[Dataset entries]
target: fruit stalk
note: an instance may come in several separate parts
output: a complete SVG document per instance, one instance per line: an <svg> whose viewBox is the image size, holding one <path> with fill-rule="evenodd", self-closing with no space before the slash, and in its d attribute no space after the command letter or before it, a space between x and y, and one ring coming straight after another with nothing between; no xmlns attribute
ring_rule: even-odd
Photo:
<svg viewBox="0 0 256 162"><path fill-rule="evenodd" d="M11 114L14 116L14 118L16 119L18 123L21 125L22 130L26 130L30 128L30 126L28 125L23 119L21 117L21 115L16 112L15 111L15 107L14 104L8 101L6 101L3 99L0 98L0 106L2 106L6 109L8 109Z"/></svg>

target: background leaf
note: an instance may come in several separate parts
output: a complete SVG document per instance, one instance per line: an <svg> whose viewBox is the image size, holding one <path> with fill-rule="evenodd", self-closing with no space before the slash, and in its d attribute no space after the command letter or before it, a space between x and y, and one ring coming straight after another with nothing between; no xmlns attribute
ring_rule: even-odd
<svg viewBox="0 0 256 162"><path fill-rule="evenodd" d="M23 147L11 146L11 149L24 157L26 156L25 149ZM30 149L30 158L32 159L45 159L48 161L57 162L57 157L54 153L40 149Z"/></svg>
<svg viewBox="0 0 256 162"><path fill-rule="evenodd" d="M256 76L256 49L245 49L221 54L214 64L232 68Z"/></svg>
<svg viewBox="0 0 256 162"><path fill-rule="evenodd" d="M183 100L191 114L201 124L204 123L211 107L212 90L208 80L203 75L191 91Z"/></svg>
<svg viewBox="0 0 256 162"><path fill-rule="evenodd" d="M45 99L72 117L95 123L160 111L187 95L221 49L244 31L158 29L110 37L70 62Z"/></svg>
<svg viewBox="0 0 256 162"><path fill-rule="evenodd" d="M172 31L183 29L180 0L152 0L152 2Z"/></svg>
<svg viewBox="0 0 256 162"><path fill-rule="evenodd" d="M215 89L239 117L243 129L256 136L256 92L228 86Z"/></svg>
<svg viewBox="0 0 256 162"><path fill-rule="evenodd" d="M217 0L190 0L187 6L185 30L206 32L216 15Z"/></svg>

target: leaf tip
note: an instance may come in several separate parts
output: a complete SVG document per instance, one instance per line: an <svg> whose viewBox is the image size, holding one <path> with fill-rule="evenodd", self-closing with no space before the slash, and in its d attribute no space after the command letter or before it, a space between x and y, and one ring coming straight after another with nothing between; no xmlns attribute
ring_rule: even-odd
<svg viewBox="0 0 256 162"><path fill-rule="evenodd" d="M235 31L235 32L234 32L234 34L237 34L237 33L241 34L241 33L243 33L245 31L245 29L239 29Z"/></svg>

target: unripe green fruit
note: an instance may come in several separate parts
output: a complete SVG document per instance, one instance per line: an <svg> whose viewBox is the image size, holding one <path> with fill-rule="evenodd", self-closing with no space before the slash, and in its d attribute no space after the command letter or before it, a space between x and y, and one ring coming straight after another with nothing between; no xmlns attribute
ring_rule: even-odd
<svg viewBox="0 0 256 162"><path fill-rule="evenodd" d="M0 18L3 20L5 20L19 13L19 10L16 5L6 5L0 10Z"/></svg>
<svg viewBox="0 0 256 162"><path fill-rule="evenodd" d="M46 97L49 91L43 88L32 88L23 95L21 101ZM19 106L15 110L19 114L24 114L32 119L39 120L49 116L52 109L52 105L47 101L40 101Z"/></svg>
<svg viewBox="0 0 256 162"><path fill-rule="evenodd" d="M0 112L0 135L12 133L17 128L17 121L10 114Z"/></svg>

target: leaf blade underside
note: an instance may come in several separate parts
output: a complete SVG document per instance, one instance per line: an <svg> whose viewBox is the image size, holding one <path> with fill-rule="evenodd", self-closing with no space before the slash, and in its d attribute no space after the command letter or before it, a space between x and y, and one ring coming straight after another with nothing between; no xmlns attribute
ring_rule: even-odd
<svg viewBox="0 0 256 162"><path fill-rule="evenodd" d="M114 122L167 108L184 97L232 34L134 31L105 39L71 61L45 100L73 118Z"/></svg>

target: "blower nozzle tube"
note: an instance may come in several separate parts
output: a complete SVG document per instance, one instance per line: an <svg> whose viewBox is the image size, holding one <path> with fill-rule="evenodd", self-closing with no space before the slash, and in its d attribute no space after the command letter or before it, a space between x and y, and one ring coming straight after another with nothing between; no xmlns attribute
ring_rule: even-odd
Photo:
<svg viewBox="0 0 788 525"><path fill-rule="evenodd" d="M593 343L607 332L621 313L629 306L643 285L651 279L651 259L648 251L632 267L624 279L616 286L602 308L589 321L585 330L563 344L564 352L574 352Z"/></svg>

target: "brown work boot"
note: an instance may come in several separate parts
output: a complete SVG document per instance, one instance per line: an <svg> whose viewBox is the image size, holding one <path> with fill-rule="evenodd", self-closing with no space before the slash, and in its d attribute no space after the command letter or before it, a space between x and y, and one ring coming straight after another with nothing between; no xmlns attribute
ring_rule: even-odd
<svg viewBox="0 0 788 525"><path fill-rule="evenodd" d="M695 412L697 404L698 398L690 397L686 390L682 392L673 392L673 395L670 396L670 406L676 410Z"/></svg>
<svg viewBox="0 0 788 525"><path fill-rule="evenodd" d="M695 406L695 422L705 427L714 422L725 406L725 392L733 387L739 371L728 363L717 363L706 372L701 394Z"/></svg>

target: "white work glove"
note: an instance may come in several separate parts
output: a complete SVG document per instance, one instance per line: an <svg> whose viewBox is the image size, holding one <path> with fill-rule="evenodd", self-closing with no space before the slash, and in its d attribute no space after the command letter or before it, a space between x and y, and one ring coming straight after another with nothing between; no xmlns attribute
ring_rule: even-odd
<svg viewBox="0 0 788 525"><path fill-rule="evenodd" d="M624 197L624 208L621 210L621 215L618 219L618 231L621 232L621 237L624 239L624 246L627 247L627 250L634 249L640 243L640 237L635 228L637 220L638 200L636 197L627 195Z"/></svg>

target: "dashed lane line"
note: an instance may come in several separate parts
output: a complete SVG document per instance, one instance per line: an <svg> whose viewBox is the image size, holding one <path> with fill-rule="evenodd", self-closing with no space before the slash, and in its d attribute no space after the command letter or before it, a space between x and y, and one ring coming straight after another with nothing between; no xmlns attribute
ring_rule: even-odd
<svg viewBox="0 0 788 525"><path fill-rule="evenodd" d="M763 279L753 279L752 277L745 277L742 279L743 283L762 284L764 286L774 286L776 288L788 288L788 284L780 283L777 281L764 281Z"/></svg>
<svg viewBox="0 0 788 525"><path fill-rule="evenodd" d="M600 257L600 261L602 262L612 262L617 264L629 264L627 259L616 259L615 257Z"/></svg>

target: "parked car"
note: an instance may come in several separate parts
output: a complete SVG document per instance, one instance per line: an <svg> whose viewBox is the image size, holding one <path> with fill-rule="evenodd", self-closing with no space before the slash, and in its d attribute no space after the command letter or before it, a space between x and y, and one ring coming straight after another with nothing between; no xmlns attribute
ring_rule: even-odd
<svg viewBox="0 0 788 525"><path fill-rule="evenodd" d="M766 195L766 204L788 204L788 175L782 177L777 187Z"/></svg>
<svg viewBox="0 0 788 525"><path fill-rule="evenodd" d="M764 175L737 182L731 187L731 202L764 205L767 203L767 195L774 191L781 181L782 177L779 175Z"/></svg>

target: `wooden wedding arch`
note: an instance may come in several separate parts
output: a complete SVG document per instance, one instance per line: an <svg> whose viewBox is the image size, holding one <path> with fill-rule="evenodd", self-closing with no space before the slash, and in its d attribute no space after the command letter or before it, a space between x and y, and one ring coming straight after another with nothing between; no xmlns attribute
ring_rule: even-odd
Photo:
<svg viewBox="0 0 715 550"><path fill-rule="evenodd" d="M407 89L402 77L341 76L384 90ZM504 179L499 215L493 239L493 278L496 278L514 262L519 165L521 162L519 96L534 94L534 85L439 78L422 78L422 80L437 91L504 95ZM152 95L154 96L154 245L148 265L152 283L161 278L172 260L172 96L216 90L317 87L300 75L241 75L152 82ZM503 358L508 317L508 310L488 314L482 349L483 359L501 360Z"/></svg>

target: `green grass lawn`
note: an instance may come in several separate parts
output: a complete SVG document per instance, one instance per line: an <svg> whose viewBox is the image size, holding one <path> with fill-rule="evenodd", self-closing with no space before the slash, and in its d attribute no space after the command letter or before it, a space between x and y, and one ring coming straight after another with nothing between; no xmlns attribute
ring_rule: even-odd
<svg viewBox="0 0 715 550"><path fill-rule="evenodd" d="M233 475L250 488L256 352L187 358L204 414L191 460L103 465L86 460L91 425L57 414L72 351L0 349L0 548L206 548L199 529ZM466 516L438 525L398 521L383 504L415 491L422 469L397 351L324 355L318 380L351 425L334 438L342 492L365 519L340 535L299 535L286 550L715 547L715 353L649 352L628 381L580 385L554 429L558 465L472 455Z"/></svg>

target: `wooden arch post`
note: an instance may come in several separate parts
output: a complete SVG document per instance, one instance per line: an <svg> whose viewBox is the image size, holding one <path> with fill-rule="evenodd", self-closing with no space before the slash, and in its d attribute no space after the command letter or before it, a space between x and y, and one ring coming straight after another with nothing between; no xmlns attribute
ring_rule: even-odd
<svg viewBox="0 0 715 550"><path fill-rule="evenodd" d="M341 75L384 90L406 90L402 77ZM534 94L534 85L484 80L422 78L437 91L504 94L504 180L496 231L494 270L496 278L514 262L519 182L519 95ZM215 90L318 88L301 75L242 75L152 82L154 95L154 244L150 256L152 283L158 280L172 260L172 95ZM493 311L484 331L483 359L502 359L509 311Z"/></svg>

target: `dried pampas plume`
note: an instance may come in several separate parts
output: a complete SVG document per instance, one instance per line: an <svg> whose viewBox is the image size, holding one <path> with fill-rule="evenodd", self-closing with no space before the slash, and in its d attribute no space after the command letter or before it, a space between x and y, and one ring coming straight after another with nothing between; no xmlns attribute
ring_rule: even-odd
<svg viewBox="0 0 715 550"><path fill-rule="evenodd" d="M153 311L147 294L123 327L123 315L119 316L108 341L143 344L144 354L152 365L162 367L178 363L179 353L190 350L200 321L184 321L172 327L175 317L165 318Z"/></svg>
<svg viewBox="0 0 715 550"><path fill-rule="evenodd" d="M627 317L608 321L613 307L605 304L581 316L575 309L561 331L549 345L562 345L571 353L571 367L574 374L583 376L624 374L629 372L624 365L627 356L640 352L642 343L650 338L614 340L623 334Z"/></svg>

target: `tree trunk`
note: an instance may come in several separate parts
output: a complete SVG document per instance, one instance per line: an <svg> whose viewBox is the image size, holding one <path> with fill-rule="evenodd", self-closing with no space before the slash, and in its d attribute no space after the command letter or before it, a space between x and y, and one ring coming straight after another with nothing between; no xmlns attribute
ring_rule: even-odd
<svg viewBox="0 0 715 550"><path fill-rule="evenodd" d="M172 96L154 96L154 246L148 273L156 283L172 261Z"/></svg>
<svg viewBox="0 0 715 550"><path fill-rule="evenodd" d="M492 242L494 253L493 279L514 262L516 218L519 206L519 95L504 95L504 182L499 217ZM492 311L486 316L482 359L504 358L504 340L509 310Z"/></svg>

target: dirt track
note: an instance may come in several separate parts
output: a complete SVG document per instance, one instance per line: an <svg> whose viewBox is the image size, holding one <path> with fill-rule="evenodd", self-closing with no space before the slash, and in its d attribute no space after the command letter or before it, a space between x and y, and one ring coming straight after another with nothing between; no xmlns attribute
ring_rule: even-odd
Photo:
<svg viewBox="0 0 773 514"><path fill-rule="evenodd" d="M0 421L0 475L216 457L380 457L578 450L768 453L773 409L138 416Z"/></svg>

● **EXERCISE DIRECTIONS**
All lines from the one with "target: dirt track" through the final line above are to be quoted exactly; quote no other line.

● **OUTPUT OF THE EXERCISE**
target: dirt track
note: an instance may come in several separate parts
output: a complete SVG document per instance, one instance per line: an <svg> whose viewBox is the image size, holding one <path> with fill-rule="evenodd", self-closing with no space before the slash, and in its d attribute no space after the command letter or before it, a space between x and y, and one ring coming straight after another with nothing between; no xmlns attribute
ring_rule: even-odd
Photo:
<svg viewBox="0 0 773 514"><path fill-rule="evenodd" d="M0 421L0 475L216 457L380 457L578 450L768 453L773 409L138 416Z"/></svg>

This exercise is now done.